## [What you need to do]
All lines from the line containing "sneaker in the photo above." up to and including the last line of the listing below should be echoed exactly; no other lines belong in the response.

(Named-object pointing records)

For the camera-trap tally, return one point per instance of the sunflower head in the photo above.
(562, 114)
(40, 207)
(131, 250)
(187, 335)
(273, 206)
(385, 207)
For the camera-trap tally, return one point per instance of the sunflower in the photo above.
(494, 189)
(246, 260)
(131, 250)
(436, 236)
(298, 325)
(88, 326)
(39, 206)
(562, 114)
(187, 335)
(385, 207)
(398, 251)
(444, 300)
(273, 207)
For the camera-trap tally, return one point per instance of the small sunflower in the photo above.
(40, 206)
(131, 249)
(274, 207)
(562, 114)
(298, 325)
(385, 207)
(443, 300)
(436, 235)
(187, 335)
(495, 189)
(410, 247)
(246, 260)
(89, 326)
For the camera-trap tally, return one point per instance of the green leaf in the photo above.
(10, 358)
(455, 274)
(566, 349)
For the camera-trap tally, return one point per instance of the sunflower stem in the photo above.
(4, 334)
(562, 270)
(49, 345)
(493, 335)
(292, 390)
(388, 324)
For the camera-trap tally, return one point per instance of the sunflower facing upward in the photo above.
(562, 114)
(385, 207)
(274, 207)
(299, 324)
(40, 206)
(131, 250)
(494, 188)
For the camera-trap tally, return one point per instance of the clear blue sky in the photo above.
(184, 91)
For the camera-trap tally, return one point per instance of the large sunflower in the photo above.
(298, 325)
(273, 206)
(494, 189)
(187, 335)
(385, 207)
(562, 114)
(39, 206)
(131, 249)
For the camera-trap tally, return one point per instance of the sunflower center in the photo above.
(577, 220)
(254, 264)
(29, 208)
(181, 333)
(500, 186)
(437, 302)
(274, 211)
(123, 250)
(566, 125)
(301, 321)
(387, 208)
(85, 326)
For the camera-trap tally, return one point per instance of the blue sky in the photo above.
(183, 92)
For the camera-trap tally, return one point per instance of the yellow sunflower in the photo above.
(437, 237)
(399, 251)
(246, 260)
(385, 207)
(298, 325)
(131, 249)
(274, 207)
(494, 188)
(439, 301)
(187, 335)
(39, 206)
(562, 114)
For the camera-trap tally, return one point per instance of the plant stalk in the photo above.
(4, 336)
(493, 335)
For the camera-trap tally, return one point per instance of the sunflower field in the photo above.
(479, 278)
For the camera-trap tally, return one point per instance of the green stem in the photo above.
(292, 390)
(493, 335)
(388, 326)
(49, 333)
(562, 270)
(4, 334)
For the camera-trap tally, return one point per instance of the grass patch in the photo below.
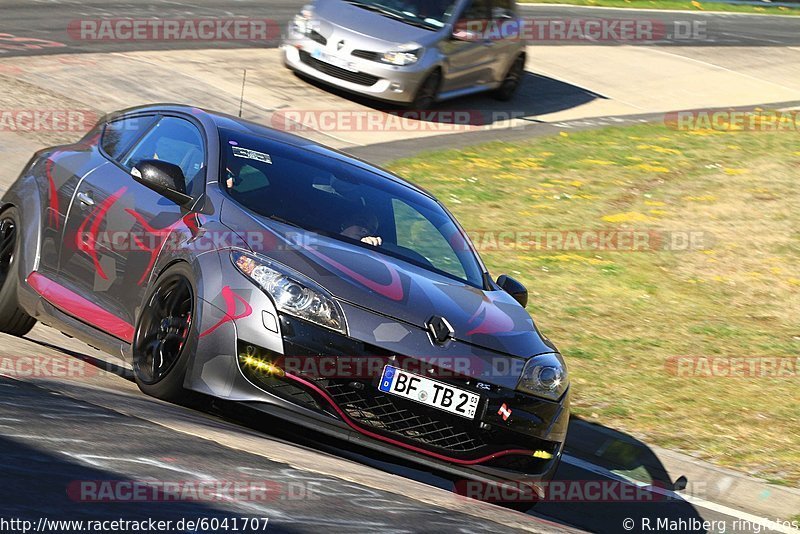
(621, 317)
(681, 5)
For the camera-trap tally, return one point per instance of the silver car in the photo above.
(411, 52)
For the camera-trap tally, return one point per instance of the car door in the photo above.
(117, 227)
(505, 37)
(470, 55)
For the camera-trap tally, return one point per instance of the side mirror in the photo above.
(164, 178)
(513, 288)
(466, 31)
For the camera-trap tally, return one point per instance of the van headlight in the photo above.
(406, 54)
(303, 23)
(544, 376)
(292, 293)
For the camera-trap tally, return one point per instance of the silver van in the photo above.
(411, 52)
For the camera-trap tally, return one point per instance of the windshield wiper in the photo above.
(284, 221)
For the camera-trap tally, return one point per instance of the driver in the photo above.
(362, 226)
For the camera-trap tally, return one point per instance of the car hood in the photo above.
(403, 291)
(366, 30)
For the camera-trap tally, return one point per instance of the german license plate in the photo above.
(429, 392)
(336, 61)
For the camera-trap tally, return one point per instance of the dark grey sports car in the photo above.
(225, 258)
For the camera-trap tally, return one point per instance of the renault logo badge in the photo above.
(439, 329)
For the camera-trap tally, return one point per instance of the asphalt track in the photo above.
(49, 20)
(56, 430)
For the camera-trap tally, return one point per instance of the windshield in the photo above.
(429, 13)
(336, 199)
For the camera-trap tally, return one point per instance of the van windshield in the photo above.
(431, 14)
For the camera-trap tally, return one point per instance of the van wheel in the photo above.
(512, 81)
(428, 92)
(13, 320)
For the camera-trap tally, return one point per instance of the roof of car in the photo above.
(230, 122)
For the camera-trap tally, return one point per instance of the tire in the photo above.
(428, 92)
(512, 81)
(166, 336)
(13, 319)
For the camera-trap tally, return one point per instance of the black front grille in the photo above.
(366, 54)
(370, 407)
(314, 35)
(359, 78)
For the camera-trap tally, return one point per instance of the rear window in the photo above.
(340, 200)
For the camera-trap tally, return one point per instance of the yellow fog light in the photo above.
(262, 365)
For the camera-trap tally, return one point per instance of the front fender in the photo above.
(25, 194)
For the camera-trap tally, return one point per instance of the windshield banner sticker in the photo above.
(246, 153)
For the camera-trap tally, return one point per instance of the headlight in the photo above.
(302, 21)
(407, 54)
(293, 294)
(544, 376)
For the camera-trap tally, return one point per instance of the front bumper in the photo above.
(523, 447)
(370, 78)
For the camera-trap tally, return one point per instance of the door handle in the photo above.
(85, 199)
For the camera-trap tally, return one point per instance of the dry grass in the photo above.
(620, 316)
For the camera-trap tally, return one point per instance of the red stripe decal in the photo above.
(373, 435)
(80, 308)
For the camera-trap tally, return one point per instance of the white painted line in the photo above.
(702, 503)
(726, 69)
(526, 5)
(41, 438)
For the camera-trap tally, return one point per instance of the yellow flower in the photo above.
(659, 149)
(652, 168)
(598, 162)
(627, 217)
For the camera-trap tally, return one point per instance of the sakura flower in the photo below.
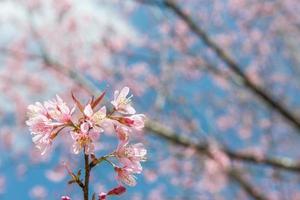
(122, 133)
(65, 198)
(131, 156)
(135, 121)
(115, 191)
(122, 103)
(96, 118)
(125, 175)
(58, 110)
(40, 126)
(85, 138)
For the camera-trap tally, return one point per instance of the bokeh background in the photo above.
(218, 81)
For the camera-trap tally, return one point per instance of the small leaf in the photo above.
(98, 100)
(71, 182)
(79, 105)
(79, 173)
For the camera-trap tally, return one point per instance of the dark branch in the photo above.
(232, 64)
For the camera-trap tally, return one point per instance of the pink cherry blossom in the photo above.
(58, 110)
(65, 198)
(131, 156)
(115, 191)
(95, 118)
(122, 133)
(85, 138)
(122, 103)
(40, 127)
(126, 176)
(135, 121)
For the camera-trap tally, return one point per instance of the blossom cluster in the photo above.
(47, 120)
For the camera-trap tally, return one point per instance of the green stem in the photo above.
(86, 178)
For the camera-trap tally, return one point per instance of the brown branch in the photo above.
(233, 65)
(246, 185)
(86, 177)
(167, 133)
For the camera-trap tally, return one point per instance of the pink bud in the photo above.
(65, 198)
(117, 191)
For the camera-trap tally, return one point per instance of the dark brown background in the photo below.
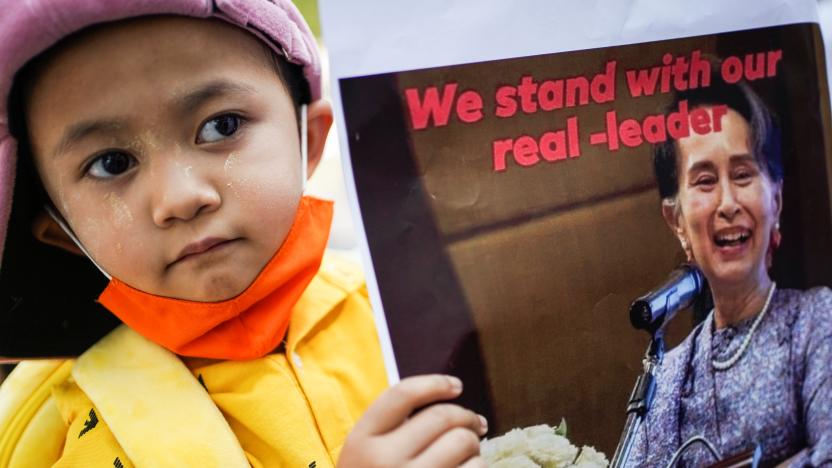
(520, 281)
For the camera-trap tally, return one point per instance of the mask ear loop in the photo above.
(68, 230)
(304, 148)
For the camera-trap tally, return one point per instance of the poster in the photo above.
(501, 160)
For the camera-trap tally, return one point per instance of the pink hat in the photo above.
(30, 27)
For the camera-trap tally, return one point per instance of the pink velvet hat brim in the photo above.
(27, 28)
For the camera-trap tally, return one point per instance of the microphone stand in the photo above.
(640, 399)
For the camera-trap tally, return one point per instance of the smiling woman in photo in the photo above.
(758, 369)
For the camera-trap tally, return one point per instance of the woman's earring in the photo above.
(773, 243)
(685, 248)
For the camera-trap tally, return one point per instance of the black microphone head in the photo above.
(641, 315)
(651, 311)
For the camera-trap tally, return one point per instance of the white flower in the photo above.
(590, 458)
(537, 446)
(520, 461)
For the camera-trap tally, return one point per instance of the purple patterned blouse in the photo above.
(778, 394)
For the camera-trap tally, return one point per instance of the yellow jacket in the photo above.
(129, 402)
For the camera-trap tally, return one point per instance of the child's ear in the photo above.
(318, 121)
(46, 230)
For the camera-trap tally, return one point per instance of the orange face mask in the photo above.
(247, 326)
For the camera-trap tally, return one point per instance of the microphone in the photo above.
(655, 309)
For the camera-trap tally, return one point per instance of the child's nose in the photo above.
(181, 194)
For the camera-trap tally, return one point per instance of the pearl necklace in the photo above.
(723, 365)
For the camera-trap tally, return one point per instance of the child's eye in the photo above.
(110, 164)
(219, 128)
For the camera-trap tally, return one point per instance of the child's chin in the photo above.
(215, 288)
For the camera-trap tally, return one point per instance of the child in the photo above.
(171, 140)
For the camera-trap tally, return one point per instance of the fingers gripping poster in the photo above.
(509, 165)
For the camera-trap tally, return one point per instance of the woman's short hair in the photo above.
(765, 131)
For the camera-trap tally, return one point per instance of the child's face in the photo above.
(171, 147)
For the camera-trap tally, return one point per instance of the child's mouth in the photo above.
(200, 247)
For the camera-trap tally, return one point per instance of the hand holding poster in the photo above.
(523, 174)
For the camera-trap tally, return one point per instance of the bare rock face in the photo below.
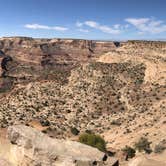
(34, 148)
(26, 59)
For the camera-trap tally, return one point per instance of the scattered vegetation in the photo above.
(143, 145)
(74, 131)
(93, 140)
(129, 151)
(159, 148)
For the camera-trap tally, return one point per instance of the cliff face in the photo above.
(26, 59)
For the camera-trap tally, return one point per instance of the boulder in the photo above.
(35, 148)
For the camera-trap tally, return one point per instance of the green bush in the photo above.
(93, 140)
(143, 145)
(74, 131)
(129, 151)
(160, 147)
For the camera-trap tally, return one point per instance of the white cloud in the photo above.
(38, 26)
(147, 25)
(83, 30)
(117, 26)
(103, 28)
(79, 24)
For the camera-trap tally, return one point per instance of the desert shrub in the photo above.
(74, 131)
(160, 147)
(129, 151)
(93, 140)
(143, 145)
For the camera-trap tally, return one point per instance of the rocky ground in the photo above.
(120, 94)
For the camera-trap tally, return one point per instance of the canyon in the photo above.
(114, 89)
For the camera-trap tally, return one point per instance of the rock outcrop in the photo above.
(35, 148)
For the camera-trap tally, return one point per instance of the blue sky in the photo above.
(88, 19)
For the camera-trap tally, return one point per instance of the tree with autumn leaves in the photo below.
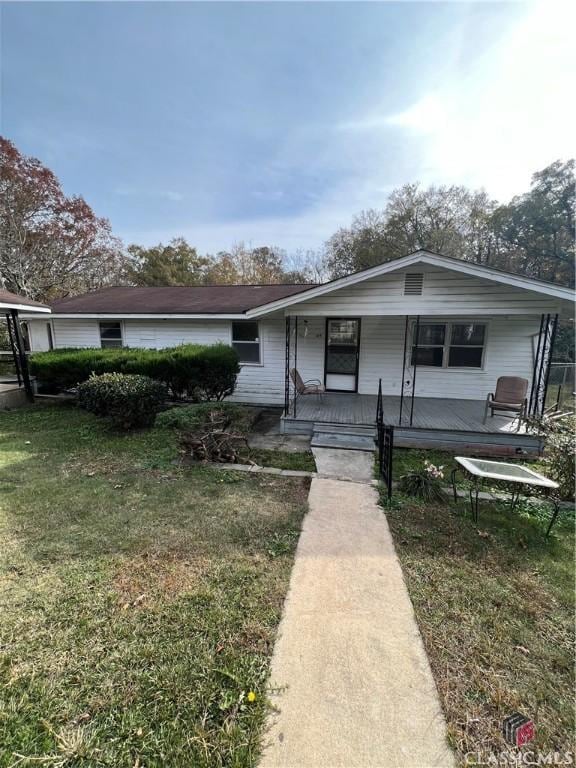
(51, 245)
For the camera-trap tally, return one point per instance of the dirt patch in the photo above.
(141, 581)
(266, 420)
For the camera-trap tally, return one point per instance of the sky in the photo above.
(275, 122)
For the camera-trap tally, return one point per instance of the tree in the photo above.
(534, 232)
(246, 266)
(50, 245)
(174, 264)
(449, 220)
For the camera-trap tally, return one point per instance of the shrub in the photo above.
(127, 401)
(425, 483)
(190, 370)
(192, 417)
(558, 432)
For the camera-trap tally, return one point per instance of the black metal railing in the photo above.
(385, 441)
(542, 364)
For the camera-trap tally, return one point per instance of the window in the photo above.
(449, 345)
(110, 335)
(466, 345)
(246, 340)
(431, 341)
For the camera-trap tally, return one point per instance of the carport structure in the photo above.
(10, 305)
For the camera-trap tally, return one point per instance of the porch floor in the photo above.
(429, 413)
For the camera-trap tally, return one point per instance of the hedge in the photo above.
(190, 370)
(188, 418)
(127, 401)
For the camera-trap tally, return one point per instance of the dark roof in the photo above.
(209, 299)
(13, 298)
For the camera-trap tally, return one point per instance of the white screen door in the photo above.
(342, 353)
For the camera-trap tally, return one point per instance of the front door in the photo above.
(342, 354)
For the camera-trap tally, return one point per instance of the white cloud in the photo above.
(491, 120)
(510, 115)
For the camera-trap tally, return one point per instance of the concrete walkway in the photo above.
(354, 684)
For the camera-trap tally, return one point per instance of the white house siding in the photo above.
(38, 332)
(75, 333)
(508, 352)
(443, 291)
(262, 384)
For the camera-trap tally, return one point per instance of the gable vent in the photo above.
(413, 282)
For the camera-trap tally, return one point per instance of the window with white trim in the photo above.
(110, 335)
(246, 341)
(449, 345)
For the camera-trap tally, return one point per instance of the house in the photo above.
(15, 390)
(434, 332)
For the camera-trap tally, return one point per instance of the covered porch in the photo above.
(442, 423)
(434, 372)
(427, 412)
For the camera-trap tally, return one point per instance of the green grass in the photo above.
(139, 600)
(495, 606)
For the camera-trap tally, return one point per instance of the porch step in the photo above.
(345, 429)
(346, 440)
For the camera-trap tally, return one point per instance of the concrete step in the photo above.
(344, 429)
(349, 442)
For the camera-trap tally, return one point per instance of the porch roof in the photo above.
(558, 294)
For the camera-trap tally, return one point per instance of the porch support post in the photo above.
(403, 370)
(14, 349)
(295, 360)
(535, 367)
(415, 366)
(542, 364)
(548, 362)
(287, 368)
(19, 353)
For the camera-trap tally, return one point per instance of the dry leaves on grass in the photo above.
(142, 580)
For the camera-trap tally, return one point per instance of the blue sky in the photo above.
(273, 123)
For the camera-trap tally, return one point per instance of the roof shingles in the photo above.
(210, 299)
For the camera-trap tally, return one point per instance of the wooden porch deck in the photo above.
(446, 414)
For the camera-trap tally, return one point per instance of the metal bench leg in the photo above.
(453, 481)
(554, 516)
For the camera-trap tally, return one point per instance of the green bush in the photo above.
(559, 459)
(424, 483)
(127, 401)
(190, 370)
(192, 417)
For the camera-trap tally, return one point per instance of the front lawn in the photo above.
(139, 599)
(495, 606)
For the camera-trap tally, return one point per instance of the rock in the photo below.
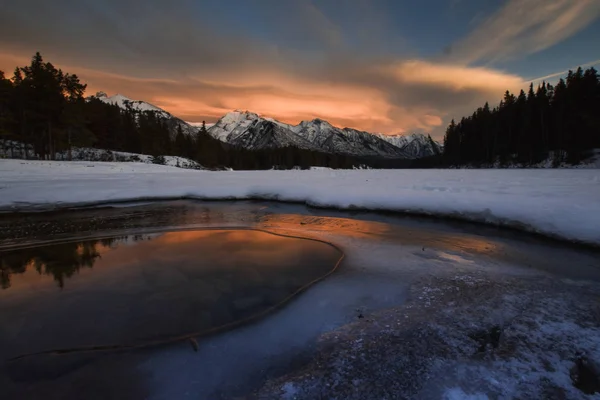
(585, 375)
(487, 337)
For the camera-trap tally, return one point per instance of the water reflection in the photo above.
(60, 261)
(139, 289)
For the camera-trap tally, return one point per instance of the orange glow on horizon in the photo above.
(290, 99)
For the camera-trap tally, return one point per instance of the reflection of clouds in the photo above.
(236, 247)
(168, 258)
(379, 231)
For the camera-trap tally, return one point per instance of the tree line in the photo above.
(562, 120)
(45, 108)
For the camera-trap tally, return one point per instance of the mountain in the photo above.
(416, 145)
(241, 127)
(141, 106)
(252, 131)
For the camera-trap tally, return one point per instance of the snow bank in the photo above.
(12, 149)
(559, 203)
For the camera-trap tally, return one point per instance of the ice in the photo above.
(558, 203)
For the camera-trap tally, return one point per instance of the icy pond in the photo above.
(143, 301)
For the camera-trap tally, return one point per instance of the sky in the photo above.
(390, 66)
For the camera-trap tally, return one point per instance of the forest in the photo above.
(45, 108)
(562, 121)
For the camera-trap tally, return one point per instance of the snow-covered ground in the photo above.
(558, 203)
(12, 149)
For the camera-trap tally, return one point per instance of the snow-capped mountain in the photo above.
(264, 134)
(253, 131)
(142, 106)
(416, 145)
(241, 127)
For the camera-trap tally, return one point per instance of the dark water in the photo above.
(176, 267)
(134, 288)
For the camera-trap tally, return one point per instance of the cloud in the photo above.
(290, 60)
(524, 27)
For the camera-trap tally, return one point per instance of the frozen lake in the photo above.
(419, 308)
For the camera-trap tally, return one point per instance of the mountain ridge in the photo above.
(253, 131)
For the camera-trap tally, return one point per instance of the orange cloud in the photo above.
(386, 100)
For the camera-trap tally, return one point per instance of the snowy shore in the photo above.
(559, 203)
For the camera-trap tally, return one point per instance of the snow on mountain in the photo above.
(253, 131)
(241, 127)
(415, 145)
(346, 141)
(199, 124)
(264, 134)
(124, 102)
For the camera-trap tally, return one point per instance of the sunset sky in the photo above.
(388, 66)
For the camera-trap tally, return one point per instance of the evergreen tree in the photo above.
(560, 119)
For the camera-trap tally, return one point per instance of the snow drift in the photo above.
(558, 203)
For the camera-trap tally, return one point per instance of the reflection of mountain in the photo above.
(61, 261)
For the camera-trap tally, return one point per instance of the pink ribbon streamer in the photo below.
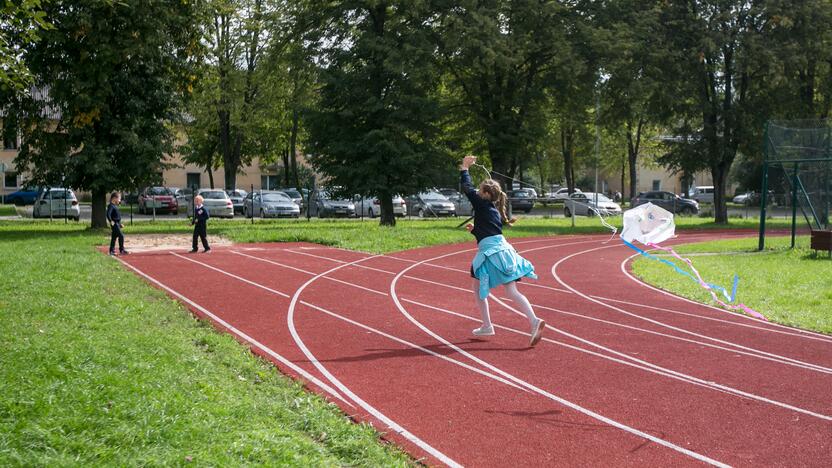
(705, 285)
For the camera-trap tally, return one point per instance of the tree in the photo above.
(21, 24)
(723, 65)
(374, 130)
(504, 56)
(111, 77)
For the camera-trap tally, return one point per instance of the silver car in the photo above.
(270, 204)
(461, 203)
(580, 203)
(57, 203)
(217, 201)
(371, 206)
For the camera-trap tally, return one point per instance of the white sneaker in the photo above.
(484, 331)
(537, 332)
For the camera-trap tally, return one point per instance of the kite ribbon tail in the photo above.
(710, 287)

## [Full response]
For the camera-trap tally, return one point per instance of the white sneaker in the photo above.
(484, 331)
(537, 332)
For the camera-trap tally, return one point per instance of the kite ribbon tail in the photo above.
(710, 287)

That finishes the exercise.